■ EXCERPTED RECORDS ■
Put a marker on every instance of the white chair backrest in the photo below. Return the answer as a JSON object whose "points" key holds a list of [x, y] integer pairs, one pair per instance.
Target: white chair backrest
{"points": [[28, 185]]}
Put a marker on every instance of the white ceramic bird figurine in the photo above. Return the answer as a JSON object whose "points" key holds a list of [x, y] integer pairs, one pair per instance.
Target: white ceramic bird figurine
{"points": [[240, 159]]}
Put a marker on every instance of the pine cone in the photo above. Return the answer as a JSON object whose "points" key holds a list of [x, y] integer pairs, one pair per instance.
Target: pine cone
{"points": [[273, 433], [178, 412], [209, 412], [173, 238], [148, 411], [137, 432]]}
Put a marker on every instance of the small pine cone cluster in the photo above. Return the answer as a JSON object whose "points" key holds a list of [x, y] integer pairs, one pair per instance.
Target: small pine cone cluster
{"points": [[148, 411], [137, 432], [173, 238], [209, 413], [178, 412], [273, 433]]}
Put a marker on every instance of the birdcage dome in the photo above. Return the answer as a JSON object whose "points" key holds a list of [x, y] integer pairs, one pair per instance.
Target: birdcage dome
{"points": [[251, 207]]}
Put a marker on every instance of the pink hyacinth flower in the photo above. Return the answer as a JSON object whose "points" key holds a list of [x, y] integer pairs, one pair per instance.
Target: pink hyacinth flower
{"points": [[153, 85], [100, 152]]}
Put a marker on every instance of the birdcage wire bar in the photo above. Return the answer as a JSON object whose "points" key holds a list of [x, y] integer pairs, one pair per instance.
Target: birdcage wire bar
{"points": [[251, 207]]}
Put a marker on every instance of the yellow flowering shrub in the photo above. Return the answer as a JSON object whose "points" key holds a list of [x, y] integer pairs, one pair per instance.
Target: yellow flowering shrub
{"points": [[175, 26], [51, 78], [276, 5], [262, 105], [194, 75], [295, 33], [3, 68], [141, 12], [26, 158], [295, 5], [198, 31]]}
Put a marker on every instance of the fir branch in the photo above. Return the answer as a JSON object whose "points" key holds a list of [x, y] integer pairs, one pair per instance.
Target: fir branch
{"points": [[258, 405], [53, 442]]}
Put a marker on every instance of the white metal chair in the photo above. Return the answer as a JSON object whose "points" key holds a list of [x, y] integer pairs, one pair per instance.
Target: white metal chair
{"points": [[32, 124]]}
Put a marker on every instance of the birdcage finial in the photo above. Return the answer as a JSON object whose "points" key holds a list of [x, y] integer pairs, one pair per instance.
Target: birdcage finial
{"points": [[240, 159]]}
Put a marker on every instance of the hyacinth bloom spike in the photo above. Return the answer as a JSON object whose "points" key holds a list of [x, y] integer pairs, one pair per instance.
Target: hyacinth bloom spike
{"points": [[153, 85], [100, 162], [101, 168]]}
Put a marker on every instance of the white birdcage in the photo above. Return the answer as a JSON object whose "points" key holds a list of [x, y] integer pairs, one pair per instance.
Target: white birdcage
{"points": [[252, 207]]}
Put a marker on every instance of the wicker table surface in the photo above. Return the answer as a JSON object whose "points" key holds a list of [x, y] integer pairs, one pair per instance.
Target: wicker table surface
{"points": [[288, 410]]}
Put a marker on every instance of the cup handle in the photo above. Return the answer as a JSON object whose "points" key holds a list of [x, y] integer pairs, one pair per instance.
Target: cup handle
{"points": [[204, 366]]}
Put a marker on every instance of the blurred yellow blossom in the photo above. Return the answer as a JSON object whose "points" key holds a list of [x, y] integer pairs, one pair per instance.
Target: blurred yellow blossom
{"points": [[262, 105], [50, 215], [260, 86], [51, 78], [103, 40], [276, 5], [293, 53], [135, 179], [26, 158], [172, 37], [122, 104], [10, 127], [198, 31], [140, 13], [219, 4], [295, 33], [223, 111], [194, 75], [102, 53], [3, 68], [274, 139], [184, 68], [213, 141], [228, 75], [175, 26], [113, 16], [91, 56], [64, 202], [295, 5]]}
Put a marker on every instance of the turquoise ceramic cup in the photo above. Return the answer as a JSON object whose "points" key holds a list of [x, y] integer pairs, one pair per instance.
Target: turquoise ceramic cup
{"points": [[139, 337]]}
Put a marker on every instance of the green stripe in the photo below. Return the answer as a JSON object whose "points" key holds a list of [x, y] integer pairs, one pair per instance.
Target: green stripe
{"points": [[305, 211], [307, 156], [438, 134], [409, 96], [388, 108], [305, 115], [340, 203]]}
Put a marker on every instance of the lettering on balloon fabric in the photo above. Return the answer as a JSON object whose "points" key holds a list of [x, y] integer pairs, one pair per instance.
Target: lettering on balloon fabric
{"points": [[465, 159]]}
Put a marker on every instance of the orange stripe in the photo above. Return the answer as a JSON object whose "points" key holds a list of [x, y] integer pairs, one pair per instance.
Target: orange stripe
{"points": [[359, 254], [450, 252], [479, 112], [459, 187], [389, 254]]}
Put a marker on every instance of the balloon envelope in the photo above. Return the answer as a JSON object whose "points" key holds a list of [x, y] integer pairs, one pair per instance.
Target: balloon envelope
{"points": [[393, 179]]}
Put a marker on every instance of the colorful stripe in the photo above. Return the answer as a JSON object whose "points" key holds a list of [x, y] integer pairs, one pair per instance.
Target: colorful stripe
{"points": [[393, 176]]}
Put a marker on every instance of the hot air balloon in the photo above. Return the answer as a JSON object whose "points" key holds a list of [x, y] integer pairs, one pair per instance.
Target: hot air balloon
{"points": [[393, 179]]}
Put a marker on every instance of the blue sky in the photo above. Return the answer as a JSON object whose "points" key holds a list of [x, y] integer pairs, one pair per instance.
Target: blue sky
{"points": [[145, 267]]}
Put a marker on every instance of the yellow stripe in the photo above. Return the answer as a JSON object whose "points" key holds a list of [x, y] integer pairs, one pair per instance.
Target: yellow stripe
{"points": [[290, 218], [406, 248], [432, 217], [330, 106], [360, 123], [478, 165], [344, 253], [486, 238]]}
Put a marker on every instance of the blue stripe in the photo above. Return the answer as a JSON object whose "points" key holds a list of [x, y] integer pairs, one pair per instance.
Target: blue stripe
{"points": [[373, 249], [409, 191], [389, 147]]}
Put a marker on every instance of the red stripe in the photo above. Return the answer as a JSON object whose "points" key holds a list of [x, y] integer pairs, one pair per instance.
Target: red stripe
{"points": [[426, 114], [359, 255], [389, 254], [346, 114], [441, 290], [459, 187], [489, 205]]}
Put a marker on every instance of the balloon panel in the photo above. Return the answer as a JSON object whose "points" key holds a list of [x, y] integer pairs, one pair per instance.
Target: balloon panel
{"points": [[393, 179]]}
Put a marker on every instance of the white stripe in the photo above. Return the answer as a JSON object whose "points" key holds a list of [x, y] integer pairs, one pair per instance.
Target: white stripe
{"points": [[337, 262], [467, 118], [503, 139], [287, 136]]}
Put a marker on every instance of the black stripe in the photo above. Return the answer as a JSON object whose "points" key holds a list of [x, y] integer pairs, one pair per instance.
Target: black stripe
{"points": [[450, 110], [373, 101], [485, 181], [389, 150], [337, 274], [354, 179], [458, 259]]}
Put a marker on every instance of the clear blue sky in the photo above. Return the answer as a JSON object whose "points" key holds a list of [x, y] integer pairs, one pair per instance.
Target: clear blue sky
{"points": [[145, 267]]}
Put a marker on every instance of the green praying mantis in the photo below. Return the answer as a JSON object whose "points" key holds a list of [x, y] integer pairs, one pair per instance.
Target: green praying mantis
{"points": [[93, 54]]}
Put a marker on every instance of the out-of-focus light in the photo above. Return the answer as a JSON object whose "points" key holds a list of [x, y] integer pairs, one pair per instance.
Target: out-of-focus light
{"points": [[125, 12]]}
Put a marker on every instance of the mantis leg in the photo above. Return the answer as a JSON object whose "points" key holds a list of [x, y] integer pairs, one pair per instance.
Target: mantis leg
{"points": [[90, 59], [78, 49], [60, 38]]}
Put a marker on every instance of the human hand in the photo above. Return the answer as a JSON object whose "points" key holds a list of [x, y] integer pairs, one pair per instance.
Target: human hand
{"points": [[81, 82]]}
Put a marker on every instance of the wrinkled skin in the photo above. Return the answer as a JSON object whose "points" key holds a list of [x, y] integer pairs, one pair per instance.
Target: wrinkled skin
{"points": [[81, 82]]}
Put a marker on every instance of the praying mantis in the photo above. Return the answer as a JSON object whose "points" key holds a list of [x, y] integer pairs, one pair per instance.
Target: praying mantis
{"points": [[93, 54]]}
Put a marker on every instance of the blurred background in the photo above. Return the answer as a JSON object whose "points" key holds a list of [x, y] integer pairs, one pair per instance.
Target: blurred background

■ YOUR GOAL ■
Which of the lines above mention the word "below"? Pull those lines out.

■ THE COMPLETED TASK ■
Put a marker on every instance of the white chair backrest in the photo below. Return the answer as a JSON object whose "points" key holds a list of [x, y] integer pairs, one pair per instance.
Put a marker on every instance of the green stripe in the photo below. Return the answer as a JSON object whose "points" key holds a list of [x, y] integer pairs, one pair per instance.
Put a marker on every instance of the green praying mantis in the photo below. Return the answer as a JSON object whose "points" key holds a list of [x, y] integer pairs, one pair per instance.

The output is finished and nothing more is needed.